--- The task ---
Echo all of the entries below line for line, with no changes to any wording or numbers.
+++ Task inputs
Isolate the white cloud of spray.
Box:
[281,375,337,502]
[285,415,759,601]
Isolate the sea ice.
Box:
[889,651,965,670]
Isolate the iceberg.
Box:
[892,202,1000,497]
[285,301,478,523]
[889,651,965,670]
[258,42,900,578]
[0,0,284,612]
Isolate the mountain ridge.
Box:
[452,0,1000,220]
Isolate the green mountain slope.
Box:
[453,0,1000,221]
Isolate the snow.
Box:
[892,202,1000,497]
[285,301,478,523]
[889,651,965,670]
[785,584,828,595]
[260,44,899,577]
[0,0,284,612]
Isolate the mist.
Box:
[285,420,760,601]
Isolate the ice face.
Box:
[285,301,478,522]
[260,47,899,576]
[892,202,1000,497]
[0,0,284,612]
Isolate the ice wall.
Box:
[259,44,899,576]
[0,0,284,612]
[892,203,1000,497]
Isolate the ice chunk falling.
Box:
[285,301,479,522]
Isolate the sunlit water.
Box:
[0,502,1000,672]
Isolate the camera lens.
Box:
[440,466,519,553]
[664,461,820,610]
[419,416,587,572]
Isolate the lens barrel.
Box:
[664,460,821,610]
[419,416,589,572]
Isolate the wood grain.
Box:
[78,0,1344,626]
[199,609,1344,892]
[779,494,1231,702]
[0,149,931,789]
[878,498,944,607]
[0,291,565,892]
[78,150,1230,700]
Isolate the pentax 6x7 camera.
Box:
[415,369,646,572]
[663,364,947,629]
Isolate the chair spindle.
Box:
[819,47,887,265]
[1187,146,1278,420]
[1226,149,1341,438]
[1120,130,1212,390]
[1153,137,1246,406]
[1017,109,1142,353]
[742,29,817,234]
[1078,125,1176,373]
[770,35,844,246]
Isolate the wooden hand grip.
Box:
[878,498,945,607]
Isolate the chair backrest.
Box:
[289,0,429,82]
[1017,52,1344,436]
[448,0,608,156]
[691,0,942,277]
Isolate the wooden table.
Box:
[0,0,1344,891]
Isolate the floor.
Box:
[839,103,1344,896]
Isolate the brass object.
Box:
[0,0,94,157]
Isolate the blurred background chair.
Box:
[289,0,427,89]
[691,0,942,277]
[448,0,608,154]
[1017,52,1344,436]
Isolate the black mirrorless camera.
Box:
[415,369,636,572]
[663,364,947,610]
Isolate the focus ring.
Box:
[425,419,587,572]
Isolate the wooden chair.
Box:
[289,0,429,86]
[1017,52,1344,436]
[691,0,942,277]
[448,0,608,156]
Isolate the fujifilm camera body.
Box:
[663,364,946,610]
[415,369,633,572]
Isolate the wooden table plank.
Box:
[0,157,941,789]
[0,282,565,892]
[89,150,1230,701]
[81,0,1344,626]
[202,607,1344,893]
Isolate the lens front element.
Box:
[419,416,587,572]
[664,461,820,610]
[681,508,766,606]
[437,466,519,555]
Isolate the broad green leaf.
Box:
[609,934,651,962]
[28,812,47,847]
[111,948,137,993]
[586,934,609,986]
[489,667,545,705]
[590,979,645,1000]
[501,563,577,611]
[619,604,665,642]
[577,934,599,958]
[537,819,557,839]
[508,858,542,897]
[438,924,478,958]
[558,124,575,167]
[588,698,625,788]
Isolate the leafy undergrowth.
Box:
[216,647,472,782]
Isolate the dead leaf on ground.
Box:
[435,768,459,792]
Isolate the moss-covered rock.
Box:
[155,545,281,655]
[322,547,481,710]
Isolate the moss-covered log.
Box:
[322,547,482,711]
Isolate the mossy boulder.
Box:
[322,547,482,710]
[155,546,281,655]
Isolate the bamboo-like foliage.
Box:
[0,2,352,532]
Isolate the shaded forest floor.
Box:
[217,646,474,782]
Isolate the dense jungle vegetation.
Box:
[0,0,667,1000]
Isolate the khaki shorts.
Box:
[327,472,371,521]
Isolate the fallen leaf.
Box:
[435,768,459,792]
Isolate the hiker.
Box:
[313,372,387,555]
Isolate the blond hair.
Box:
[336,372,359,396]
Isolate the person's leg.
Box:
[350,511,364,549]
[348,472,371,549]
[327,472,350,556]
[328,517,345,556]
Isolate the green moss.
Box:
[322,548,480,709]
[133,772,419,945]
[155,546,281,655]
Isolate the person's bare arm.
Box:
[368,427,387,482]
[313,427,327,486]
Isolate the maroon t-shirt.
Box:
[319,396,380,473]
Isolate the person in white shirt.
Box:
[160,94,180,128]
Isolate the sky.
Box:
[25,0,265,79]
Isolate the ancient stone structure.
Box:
++++++
--- Answer to the problem ---
Isolate the white cloud of spray.
Box:
[281,375,337,502]
[285,415,759,601]
Isolate the sea ice.
Box:
[889,651,965,670]
Isolate the iceberg.
Box:
[892,202,1000,497]
[285,301,478,523]
[889,651,965,670]
[258,42,900,578]
[0,0,284,612]
Isolate the mountain ridge.
Box:
[452,0,1000,220]
Isolate the green mountain slope.
Box:
[453,0,1000,221]
Isolate the snow.
Box:
[892,202,1000,497]
[285,301,478,523]
[889,651,965,670]
[785,584,828,595]
[260,44,899,577]
[0,0,284,612]
Isolate the mist.
Box:
[285,420,760,601]
Isolate the ice face.
Box:
[285,301,478,522]
[260,47,899,576]
[892,202,1000,497]
[0,0,284,612]
Isolate the ice wall.
Box:
[259,44,899,576]
[0,0,284,612]
[892,203,1000,497]
Isolate the ice chunk falling.
Box:
[285,301,479,522]
Isolate the sunlit water.
Box:
[0,502,1000,672]
Isolate the camera lens.
Box:
[440,466,519,553]
[664,461,820,610]
[419,416,587,572]
Isolate the lens barrel.
Box:
[664,460,821,610]
[419,416,589,572]
Isolate the wood grain.
Box:
[78,0,1344,626]
[199,609,1344,892]
[779,494,1231,702]
[0,149,931,789]
[878,498,944,607]
[0,291,565,892]
[78,150,1230,700]
Isolate the pentax 6x7 camera.
Box:
[415,369,646,572]
[663,364,947,629]
Isolate the chair spindle.
Box:
[819,47,887,265]
[1187,146,1278,420]
[1226,149,1341,438]
[1120,130,1212,390]
[1153,137,1246,406]
[1017,109,1142,353]
[742,29,817,234]
[1078,125,1176,373]
[770,35,844,246]
Isolate the wooden hand grip.
Box:
[878,498,945,607]
Isolate the chair backrest.
Box:
[289,0,429,82]
[1017,52,1344,436]
[448,0,608,156]
[691,0,942,277]
Isolate the wooden table.
Box:
[0,0,1344,891]
Isolate the floor.
Box:
[839,103,1344,896]
Isolate the brass object.
Box:
[0,0,94,157]
Isolate the blurred background chair.
Box:
[289,0,427,89]
[691,0,942,277]
[448,0,608,154]
[1017,52,1344,436]
Isolate the black mirrorless camera.
Box:
[415,369,636,572]
[663,364,947,610]
Isolate the focus ring.
Box:
[425,419,587,572]
Isolate the wooden chair.
Box:
[289,0,429,86]
[1017,52,1344,436]
[691,0,942,277]
[448,0,608,156]
Isolate the fujifilm camera body.
Box:
[663,364,946,610]
[415,369,633,572]
Isolate the wooden table plank.
Box:
[0,157,941,789]
[0,282,565,892]
[89,150,1230,701]
[81,0,1344,626]
[202,607,1344,893]
Isolate the lens front element.
Box:
[419,416,587,572]
[664,461,820,610]
[681,508,766,606]
[437,466,519,555]
Isolate the broad green leaf.
Box:
[609,934,651,962]
[28,812,47,847]
[111,948,137,993]
[586,934,609,986]
[489,667,545,705]
[590,979,645,1000]
[501,563,577,611]
[619,604,665,642]
[577,934,599,958]
[537,819,557,839]
[508,858,542,897]
[438,924,478,958]
[558,124,575,167]
[588,698,625,788]
Isolate the leafy undergrowth.
Box:
[216,647,472,782]
Isolate the dead leaf on ground.
Box:
[435,768,459,792]
Isolate the moss-covered rock.
Box:
[155,545,281,655]
[322,547,481,710]
Isolate the moss-covered log.
Box:
[322,547,482,711]
Isolate the mossy boulder.
Box:
[322,547,482,710]
[155,546,281,655]
Isolate the bamboo-like foliage.
Box:
[0,2,352,532]
Isolate the shaded forest floor.
Box:
[217,646,474,782]
Isolate the dense jungle vegetation.
Box:
[0,0,667,1000]
Isolate the khaki shorts.
Box:
[327,472,371,521]
Isolate the fallen leaf.
Box:
[435,768,459,792]
Isolate the hiker.
Box:
[313,372,387,555]
Isolate the blond hair.
Box:
[336,372,359,396]
Isolate the person's leg.
Box:
[350,511,364,549]
[348,472,371,549]
[327,472,350,556]
[328,517,345,556]
Isolate the green moss.
Box:
[322,548,480,709]
[133,772,419,945]
[155,546,281,655]
Isolate the person's bare arm.
Box:
[368,427,387,482]
[313,427,327,486]
Isolate the maroon t-shirt.
Box:
[319,396,380,473]
Isolate the person in white shirt.
Box:
[160,94,180,128]
Isolate the sky.
Box:
[25,0,265,79]
Isolate the ancient stone structure.
Box:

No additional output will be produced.